• EXERCISE PASSAGE:
Virus Outbreak New Jersey

A customer browses aisles Friday, March 20, 2020, while wearing a protective face mask at a Stop & Shop supermarket in Teaneck, N.J.

(The Center Square) – Since New Jersey's price gouging laws came into effect when the state entered a State of Emergency on March 9, the state has received a flood of complaints regarding excessive pricing on items such as surgical masks, gloves, and sanitizing products.

“To date, our Division of Consumer Affairs (DCA) has received over 1,400 COVID-19 related complaints concerning some 900 distinct business locations across New Jersey," Gurbir Grewal, attorney general, said at a coronavirus briefing this week. "We’ve issued about 160 cease-and-desist letters and served nearly 30 subpoenas."

Of the approximately 350 inspections completed by the DCA, most of the price increases were determined to be appropriate because suppliers have raised the prices on retailers.

"Excessive price increases are defined as those that are more than 10% higher than the price at which merchandise was sold during the normal course of business prior to the state of emergency," Michael Williams, Hunterdon County acting prosecutor, said in a statement. "New Jersey's price gouging law prohibits excessive price increases during a declared state of emergency, or for 30 days after the termination of the state of emergency."

People who violate the price gouging laws can expect to pay $10,000 for the first offense and $20,000 for subsequent offenses, with each sale considered a distinct violation.

In a recent complaint, one convenience store allegedly diluted foaming sanitizer to sell to the public.

"We have to remain vigilant," Grewal said. "I will guarantee you, absolutely guarantee you, that additional fraud cases are going to come.”

“There is a special place in hell for people who take advantage of this health crisis,” Murphy recently said at the news briefing. “There sure is heck no time for it in the war that we’re under.”

• INFORMATION PROVIDED:
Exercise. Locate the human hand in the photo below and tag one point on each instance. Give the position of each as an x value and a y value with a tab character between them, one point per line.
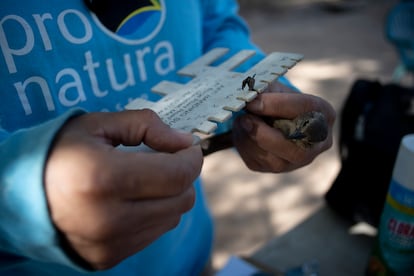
109	203
264	148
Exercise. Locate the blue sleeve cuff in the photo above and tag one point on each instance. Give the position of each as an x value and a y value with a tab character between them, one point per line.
26	229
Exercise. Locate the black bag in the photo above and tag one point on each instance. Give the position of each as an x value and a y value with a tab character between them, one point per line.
374	118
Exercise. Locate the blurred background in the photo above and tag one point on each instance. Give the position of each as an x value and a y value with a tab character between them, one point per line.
342	40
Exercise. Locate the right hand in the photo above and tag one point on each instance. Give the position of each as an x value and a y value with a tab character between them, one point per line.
108	203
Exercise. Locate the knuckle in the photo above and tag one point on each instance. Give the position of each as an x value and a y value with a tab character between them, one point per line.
149	114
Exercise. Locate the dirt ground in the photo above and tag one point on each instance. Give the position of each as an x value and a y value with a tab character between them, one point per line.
340	44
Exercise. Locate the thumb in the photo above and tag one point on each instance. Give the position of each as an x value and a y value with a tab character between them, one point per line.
133	127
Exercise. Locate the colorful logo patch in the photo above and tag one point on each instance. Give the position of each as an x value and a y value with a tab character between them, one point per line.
143	21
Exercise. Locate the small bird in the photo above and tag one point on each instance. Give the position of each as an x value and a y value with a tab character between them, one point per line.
305	130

• EXERCISES TO COMPLETE:
A - Translate this sentence from the article about price gouging in New Jersey into Spanish: "In a recent complaint, one convenience store allegedly diluted foaming sanitizer to sell to the public."
B - From the article about price gouging in New Jersey, extract the part that opens with the words containing "People who violate" and closes with "a distinct violation.".
The material has no connection to the article about price gouging in New Jersey.

• TASK SOLUTIONS:
A - En una denuncia reciente, una tienda de conveniencia presuntamente diluyó desinfectante en espuma para venderlo al público.

B -
People who violate the price gouging laws can expect to pay $10,000 for the first offense and $20,000 for subsequent offenses, with each sale considered a distinct violation.